- _List of tasks_:
[1] In the text on antibiotic removal by microalgae, what C:N:P ratio is reported as optimal for Chlorella?
[2] Extend the text on antibiotic removal by microalgae, picking up after its final sentence.

- _Study text_:
Factors affecting antibiotic removal by microalgae

pH affects cell surface charge and antibiotic ionization. For most species, a pH between 6 and 9 is ideal.⁸⁷ Higher temperatures (20–30°C) increase metabolic activity but may decrease thermolabile compound adsorption.⁸⁸ Intensity of Light play a vital role in biodegradation. Studies showed that degradation of B-lactam antibiotics is accelerated by UV light.55 Unbalanced ratios, such as a high N/P ratio, can inhibit microalgal growth. Studies revealed that for Chlorella C: N:P of 100:16:1 is optimal.⁸⁹ Regarding antibiotic Concentration, Fluoroquinolones and other lipophilic antibiotics (log Kow > 3) adsorb more effectively than hydrophilic ones.13 Species-Specific efficiency is crucial in determining the degradation efficiency. For example, Chlorella spp. and Scenedesmus spp. show high removal rates for tetracyclines and sulfonamides.⁹⁰ In algal-bacterial Synergy, bacteria enhance degradation through co-metabolism e.g., Pseudomonas spp. with Chlorella for sulfamethoxazole removal.⁹¹

Conclusion

Microalgal technology holds great potential for treating wastewater containing antibiotics since it can efficiently extract antibiotics and other pollutants from wastewater while additionally producing biomass that can be used for other purposes. Microalgae may effectively eliminate antibiotics from wastewater through a variety of mechanisms, including bioadsorption, biodegradation, and bioaccumulation. The process of bioadsorption by algal cells occurs when antibiotics are adsorbed onto organic substances produced by the cell or to components of the cell wall. The ability of living organisms to bioaccumulate depends on various chemical, physical, and biological processes. Through catalytic metabolic reduction, complexed substrates may be broken down into simpler molecules as part of biodegradation. This reduces the negative environmental effects of antibiotic pollution. An additional economic advantage is that the biomass produced during treatment can be utilized for various applications, such as biofuel production, animal feed, or fertilizer. Overall, microalgal technology shows great promise in addressing the problem of antibiotic contamination in wastewater and advancing environmentally sustainable water treatment methods.

- _Data extract_:
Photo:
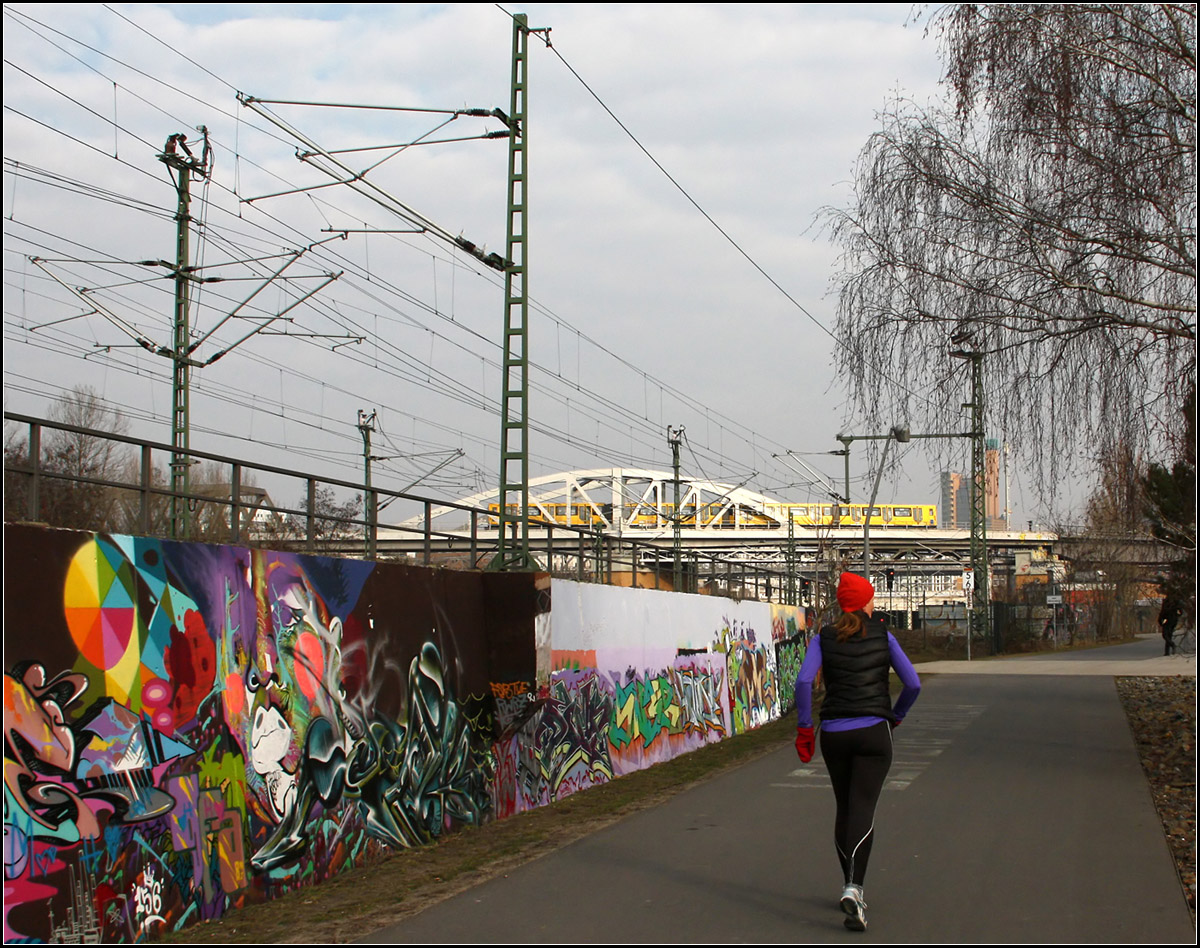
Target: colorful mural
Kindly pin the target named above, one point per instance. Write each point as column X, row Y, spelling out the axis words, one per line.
column 191, row 727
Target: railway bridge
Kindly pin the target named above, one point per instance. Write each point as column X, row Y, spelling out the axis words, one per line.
column 579, row 517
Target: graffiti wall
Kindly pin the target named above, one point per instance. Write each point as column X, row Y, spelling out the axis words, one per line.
column 191, row 727
column 664, row 672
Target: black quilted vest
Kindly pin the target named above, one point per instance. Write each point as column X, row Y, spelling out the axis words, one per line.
column 856, row 673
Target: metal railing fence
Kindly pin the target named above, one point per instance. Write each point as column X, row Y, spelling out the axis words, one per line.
column 73, row 477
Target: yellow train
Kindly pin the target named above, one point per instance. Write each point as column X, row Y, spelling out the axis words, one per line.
column 729, row 515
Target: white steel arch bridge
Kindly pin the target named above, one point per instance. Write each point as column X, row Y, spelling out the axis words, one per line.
column 719, row 519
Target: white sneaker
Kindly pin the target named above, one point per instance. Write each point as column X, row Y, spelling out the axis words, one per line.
column 855, row 907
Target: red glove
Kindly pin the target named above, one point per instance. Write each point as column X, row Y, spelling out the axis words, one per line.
column 804, row 743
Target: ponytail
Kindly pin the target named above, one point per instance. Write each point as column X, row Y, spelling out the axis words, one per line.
column 849, row 625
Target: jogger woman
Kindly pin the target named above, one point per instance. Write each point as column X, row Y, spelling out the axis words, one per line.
column 857, row 718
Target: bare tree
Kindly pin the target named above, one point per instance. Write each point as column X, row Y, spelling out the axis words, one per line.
column 1045, row 215
column 84, row 497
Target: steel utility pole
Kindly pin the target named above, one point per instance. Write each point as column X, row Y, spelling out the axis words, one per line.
column 513, row 552
column 675, row 437
column 179, row 157
column 981, row 612
column 366, row 425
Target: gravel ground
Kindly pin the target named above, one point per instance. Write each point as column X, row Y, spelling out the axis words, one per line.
column 1162, row 715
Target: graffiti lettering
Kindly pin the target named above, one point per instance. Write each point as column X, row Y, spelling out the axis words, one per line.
column 676, row 701
column 510, row 689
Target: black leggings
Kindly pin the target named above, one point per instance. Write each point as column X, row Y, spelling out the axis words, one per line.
column 858, row 763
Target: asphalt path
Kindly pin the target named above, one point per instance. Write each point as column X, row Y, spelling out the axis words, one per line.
column 1015, row 811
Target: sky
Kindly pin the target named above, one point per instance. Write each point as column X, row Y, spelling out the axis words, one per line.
column 678, row 160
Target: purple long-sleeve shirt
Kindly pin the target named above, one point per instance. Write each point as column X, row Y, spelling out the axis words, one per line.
column 813, row 665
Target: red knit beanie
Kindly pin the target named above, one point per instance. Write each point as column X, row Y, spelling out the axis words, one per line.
column 853, row 592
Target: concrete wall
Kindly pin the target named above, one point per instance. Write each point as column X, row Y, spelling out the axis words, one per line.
column 192, row 727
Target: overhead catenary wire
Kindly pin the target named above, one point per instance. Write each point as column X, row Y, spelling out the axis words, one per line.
column 649, row 430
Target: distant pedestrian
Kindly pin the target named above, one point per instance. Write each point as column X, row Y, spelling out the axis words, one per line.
column 1168, row 618
column 857, row 719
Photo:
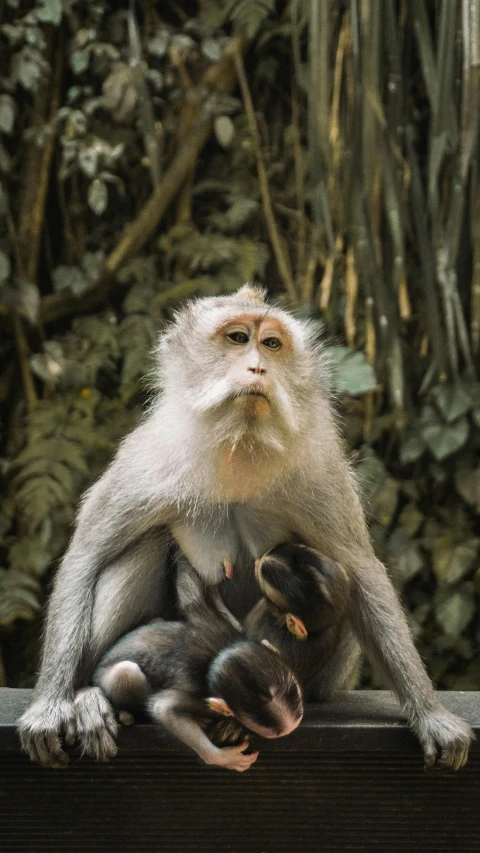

- _Answers to the problems_:
[1] 100:16:1

[2]
Acknowledgement

The authors are grateful to Department of Biochemistry & Industrial Microbiology, Sree Ayyappa College, Eramallikkara, Chengannur, Alappuzha; Cashew Export promotion Council of India, Kollam; Gregorian Institute of Health Sciences, Kangazha, Kottayam and South Park Institute of Hotel Management, Anad, Trivandrum for providing the facilities, infrastructure and a favourable working environment that enabled the study.

Funding Sources

The author(s) received no financial support for the research, authorship, and/or publication of this article.

Conflict of Interest

The authors do not have any conflict of interest.

Data Availability Statement

The data supporting in this review are derived from publicly available published studies, which are cited in the reference list of this manuscript. No new experimental data were generated or analysed in this study.

Ethics Statement

This research did not involve human participants, animal subjects, or any material that requires ethical approval.

Informed Consent Statement

This study did not involve human participants, and therefore, informed consent was not required.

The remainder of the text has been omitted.